» Data extracts:
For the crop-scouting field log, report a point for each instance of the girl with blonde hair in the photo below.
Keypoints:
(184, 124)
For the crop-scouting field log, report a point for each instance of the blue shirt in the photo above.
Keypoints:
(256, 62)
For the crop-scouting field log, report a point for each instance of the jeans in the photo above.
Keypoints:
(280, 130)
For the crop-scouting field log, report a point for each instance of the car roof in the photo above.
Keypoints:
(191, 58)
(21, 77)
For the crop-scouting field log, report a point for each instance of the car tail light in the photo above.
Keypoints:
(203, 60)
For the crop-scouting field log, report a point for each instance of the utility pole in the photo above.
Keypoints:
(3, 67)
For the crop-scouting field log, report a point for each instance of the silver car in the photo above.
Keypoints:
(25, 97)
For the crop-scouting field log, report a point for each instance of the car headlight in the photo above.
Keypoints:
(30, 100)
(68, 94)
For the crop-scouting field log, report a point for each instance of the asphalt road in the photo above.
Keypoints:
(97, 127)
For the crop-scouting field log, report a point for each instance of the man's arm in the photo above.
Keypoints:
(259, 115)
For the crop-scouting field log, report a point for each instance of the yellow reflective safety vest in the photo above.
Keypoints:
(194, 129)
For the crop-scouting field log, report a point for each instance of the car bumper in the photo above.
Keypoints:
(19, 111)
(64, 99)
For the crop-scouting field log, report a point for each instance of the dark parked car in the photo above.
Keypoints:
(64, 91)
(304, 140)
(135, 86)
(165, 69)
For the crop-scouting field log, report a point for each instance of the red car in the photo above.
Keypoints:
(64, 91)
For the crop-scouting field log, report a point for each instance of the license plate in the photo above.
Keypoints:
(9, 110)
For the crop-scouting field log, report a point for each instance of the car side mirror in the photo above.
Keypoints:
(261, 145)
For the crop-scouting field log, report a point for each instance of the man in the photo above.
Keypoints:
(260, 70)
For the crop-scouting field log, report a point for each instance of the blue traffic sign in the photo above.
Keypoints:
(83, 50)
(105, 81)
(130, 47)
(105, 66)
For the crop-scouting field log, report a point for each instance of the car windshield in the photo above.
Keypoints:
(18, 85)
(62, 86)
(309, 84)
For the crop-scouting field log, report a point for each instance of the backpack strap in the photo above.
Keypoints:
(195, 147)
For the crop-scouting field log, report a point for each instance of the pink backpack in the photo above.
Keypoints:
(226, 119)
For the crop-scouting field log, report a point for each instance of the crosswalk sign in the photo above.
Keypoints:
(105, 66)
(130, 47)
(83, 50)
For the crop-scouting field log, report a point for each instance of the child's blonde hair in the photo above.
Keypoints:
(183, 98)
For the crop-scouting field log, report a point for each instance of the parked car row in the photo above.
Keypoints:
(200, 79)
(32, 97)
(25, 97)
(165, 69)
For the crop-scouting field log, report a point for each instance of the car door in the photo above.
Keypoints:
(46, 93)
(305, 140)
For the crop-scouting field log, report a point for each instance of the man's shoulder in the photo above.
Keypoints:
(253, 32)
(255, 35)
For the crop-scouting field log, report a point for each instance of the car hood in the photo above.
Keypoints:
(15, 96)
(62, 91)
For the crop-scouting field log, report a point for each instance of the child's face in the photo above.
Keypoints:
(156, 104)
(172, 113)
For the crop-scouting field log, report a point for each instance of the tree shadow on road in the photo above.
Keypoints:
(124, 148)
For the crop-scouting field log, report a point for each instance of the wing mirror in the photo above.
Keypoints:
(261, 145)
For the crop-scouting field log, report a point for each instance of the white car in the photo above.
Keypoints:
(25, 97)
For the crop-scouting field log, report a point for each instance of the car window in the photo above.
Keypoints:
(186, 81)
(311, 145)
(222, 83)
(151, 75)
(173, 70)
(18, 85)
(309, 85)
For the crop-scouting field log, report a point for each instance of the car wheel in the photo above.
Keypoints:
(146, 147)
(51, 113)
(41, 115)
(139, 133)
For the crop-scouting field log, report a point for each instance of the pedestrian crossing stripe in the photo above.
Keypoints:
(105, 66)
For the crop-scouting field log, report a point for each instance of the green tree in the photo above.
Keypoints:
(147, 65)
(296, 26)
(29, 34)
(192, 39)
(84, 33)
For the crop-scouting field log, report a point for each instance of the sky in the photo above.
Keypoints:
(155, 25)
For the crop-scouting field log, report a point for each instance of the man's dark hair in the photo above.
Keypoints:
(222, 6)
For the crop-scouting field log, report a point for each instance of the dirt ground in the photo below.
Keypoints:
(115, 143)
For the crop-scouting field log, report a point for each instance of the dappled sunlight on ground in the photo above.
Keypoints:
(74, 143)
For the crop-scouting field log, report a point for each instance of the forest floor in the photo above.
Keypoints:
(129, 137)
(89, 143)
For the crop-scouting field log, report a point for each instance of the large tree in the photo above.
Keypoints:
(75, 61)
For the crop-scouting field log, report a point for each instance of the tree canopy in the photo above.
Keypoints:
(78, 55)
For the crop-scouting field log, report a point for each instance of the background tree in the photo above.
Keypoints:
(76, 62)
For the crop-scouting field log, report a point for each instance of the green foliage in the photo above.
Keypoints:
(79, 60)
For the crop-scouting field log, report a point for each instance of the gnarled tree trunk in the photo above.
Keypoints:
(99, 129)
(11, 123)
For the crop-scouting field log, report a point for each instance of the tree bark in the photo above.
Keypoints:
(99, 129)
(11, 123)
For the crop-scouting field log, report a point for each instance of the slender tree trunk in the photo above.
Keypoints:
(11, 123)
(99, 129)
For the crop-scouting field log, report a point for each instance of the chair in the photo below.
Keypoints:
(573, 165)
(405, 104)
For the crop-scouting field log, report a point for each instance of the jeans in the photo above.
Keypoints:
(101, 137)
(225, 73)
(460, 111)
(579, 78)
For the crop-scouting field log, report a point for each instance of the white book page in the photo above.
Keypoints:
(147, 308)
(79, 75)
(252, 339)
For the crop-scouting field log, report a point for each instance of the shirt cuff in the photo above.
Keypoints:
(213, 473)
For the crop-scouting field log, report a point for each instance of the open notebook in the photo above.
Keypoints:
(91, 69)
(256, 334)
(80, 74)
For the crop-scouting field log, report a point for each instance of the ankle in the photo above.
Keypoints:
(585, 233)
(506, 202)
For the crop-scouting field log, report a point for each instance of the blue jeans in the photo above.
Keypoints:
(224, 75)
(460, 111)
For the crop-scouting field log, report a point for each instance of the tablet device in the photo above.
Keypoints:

» Exercise instructions: Across the entries, tally every line that contains the word "parked" and report the sum by itself.

» Exercise result: 2